Pull out each line of the material below that contains the string "racing", treating uppercase and lowercase as different.

• _INPUT ROWS_:
»»
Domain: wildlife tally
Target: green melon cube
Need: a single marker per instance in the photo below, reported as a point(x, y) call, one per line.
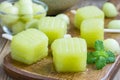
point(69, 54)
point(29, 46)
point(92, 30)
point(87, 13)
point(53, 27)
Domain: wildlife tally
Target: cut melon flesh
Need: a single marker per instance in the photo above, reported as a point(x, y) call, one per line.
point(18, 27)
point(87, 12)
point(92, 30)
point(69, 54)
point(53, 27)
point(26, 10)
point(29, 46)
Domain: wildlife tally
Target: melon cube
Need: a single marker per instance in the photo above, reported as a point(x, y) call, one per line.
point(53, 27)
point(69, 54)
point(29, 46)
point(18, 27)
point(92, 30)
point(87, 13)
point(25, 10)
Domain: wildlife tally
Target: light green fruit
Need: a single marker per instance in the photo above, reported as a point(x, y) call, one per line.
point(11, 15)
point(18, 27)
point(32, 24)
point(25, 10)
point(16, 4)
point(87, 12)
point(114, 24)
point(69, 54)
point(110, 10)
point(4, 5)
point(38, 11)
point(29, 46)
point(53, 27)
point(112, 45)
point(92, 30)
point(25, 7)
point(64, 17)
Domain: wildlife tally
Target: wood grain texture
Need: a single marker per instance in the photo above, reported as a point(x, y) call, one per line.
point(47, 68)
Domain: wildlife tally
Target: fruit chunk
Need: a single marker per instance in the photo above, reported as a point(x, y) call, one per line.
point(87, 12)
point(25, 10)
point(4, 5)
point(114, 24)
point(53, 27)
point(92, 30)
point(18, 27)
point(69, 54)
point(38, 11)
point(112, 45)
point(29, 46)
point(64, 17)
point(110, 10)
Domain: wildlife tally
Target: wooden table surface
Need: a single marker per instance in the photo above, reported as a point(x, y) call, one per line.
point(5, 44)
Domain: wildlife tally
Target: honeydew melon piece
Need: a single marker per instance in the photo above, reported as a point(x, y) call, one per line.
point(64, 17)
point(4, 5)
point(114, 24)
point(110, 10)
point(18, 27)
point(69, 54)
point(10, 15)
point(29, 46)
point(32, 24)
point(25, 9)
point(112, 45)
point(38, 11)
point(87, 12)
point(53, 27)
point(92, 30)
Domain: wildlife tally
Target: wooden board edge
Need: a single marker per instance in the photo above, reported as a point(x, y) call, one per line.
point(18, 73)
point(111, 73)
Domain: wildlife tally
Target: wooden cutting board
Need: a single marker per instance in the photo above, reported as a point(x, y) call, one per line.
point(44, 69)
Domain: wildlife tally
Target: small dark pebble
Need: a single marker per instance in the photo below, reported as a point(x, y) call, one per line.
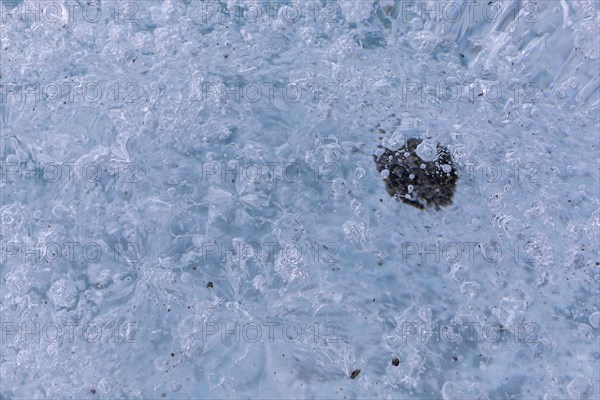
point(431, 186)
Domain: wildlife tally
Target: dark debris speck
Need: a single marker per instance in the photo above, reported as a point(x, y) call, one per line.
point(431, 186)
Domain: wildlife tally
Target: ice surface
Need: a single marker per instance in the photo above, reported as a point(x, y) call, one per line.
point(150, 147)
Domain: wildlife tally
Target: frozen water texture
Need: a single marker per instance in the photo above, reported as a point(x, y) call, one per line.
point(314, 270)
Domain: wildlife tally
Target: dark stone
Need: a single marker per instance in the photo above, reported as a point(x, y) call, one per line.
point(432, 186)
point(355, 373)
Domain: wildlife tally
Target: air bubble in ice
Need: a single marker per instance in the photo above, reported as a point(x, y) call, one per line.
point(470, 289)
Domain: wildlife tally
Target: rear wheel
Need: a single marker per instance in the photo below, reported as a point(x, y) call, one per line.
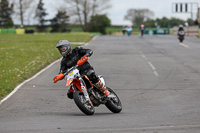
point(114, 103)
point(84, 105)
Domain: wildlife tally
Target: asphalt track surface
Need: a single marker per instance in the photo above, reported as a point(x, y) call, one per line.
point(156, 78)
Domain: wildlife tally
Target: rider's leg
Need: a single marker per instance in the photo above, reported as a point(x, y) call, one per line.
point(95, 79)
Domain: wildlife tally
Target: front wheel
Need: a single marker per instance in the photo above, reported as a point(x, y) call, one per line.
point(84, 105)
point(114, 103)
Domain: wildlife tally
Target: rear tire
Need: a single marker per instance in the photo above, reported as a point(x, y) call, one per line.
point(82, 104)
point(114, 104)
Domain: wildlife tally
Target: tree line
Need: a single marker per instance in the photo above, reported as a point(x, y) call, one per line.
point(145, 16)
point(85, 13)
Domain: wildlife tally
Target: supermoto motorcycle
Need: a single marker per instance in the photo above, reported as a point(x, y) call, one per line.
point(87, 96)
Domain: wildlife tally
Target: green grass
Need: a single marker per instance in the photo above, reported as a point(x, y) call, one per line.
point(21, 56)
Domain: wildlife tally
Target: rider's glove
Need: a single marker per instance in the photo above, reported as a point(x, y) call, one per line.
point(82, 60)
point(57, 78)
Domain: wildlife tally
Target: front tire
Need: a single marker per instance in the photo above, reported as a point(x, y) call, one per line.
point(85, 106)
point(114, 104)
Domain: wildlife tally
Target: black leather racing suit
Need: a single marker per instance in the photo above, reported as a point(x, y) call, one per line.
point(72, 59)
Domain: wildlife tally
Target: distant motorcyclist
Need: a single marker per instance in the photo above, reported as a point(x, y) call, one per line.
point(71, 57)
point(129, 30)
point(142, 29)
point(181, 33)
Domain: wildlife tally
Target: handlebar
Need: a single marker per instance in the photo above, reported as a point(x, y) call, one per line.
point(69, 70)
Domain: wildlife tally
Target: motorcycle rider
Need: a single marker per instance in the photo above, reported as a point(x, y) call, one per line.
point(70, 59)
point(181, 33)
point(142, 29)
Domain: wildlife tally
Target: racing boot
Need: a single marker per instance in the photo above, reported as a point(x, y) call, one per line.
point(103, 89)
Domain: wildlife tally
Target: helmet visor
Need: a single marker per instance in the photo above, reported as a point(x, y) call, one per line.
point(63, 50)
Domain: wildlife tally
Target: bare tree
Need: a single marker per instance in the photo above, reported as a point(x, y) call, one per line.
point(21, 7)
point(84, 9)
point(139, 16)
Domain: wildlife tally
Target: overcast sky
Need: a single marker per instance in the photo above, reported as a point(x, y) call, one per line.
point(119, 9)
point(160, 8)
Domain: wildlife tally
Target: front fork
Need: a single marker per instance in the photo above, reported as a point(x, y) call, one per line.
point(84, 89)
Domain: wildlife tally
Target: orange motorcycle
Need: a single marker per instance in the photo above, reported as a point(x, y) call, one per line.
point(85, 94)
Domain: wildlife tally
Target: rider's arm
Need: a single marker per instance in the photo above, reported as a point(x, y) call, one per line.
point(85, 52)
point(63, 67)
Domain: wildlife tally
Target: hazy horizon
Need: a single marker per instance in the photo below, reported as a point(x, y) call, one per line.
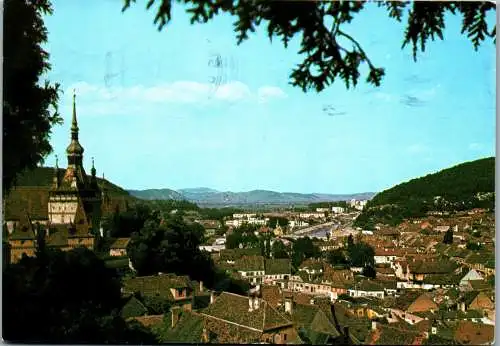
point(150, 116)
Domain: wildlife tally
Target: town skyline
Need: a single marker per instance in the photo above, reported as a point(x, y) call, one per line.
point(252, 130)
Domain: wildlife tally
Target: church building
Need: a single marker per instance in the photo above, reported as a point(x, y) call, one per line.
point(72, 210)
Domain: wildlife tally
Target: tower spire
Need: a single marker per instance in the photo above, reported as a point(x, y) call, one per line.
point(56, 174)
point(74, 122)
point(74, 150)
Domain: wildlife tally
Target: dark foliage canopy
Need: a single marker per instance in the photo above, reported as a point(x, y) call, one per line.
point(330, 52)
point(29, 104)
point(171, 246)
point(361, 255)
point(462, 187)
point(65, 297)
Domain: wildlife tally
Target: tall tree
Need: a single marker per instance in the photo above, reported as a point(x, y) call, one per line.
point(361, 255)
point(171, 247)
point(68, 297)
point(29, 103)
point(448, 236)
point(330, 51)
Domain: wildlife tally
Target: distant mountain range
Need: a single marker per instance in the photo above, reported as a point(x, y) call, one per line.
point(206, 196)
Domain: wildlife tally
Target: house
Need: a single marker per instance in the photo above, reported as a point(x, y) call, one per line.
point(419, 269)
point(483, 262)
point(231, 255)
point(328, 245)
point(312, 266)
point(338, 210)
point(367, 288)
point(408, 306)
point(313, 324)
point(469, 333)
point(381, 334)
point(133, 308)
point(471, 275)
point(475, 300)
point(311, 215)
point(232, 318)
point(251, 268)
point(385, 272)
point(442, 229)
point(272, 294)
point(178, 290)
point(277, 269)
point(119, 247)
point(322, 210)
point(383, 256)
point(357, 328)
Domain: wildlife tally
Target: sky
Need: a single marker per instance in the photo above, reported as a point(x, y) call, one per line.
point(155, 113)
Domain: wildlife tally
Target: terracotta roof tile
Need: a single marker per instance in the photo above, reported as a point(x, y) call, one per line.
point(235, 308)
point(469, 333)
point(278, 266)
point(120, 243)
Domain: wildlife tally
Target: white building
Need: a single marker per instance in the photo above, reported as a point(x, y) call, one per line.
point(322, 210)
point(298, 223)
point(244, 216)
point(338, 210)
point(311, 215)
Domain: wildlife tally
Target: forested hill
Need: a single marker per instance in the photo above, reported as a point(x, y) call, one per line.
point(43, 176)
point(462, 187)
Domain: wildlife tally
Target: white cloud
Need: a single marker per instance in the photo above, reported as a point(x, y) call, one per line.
««
• _ANSWER_:
Target: black leather racing suit
Target: racing boot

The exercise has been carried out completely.